Referring expression data |

☆ ☆ ☆

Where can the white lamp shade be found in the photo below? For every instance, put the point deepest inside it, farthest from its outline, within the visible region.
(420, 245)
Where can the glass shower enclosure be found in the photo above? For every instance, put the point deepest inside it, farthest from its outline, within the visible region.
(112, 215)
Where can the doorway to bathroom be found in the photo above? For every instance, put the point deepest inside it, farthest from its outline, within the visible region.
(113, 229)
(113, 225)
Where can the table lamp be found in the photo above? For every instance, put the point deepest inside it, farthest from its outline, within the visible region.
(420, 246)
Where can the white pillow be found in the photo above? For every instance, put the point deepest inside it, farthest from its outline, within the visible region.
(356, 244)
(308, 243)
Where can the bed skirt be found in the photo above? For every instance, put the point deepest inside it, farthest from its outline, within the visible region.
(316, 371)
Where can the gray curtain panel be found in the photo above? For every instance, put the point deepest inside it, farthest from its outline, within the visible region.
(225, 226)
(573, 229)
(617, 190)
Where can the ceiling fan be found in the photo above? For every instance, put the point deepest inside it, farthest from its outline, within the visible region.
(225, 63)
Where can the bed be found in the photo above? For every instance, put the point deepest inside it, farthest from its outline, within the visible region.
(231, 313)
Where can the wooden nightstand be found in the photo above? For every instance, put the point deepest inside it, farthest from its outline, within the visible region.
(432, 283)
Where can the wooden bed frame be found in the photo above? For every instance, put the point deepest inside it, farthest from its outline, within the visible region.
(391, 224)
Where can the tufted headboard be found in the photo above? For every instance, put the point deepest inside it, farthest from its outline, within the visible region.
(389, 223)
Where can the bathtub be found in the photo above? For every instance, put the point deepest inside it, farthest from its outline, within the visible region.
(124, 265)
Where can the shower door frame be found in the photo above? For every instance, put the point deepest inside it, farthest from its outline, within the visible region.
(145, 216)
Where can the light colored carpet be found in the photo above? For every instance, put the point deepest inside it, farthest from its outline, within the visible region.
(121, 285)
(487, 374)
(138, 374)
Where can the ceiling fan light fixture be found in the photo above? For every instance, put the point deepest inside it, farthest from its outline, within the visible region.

☆ ☆ ☆

Assignment | Reproduce each record exactly as written above.

Answer section |
Where can the white lamp shade be found in the photo below? For every instance, put the point deepest inside it, farthest from its outline, within the visible region.
(420, 245)
Where can the glass shower enclosure be found in the photo above? For every instance, put the point deepest inside it, farthest from its outline, within the visible region.
(112, 215)
Where can the doorway to bathroom be found in the photo above? For every instance, put the point deepest inside it, farthest from its outline, within the visible region.
(113, 229)
(113, 225)
Where can the table lamp be found in the photo above? For every instance, put the point deepest inside it, farthest from its outline, within the visible region.
(420, 246)
Where can the white pillow be found in the photo above? For every instance, put the point deepest inside it, farthest from its outline, within the visible region.
(356, 244)
(308, 243)
Where can the bed skirt be found in the photo above? For every instance, put the point deepest inside it, farthest from its outline, within the visible region.
(316, 371)
Where can the gray curtain panel be found in the photo above? For every instance, put the point deepest inside it, farthest from its outline, within the visible region.
(225, 226)
(573, 229)
(617, 190)
Where can the ceiling fan be found in the photo above? For every instance, put the point deepest inside it, farthest from its outline, within the visible region.
(225, 63)
Where can the bed be found in the photo above? For every instance, put the point deepest inside it, farthest from its outline, within the visible region.
(231, 313)
Where can the wooden nightstand be found in the photo above? For every instance, put the point deepest inside it, farthest from its outline, within the visible region.
(432, 283)
Where can the wooden bed frame be found in the photo above? For every instance, put the point deepest inside it, farthest from its outline, within the visible region.
(391, 224)
Where can the tufted headboard be found in the photo above? For every instance, put the point deepest inside it, farthest from its outline, within the visible region.
(389, 223)
Where can the bathtub be found in the photo above? For every instance, put the point deepest inside it, farthest from its outline, within the visible region.
(124, 265)
Where can the shower door frame be found in the photo above? For every instance, put the point deepest inside it, farthest from its outline, within the visible region.
(145, 216)
Where can the light colored carpet be found in the photo above? For every instance, put the point deepest inside it, farthest from its outline, within the visible region.
(121, 285)
(487, 374)
(138, 374)
Where can the ceiling fan light fixture be found in the photo above? For every instance, put the point deepest inside it, farthest from its outline, within the visible region.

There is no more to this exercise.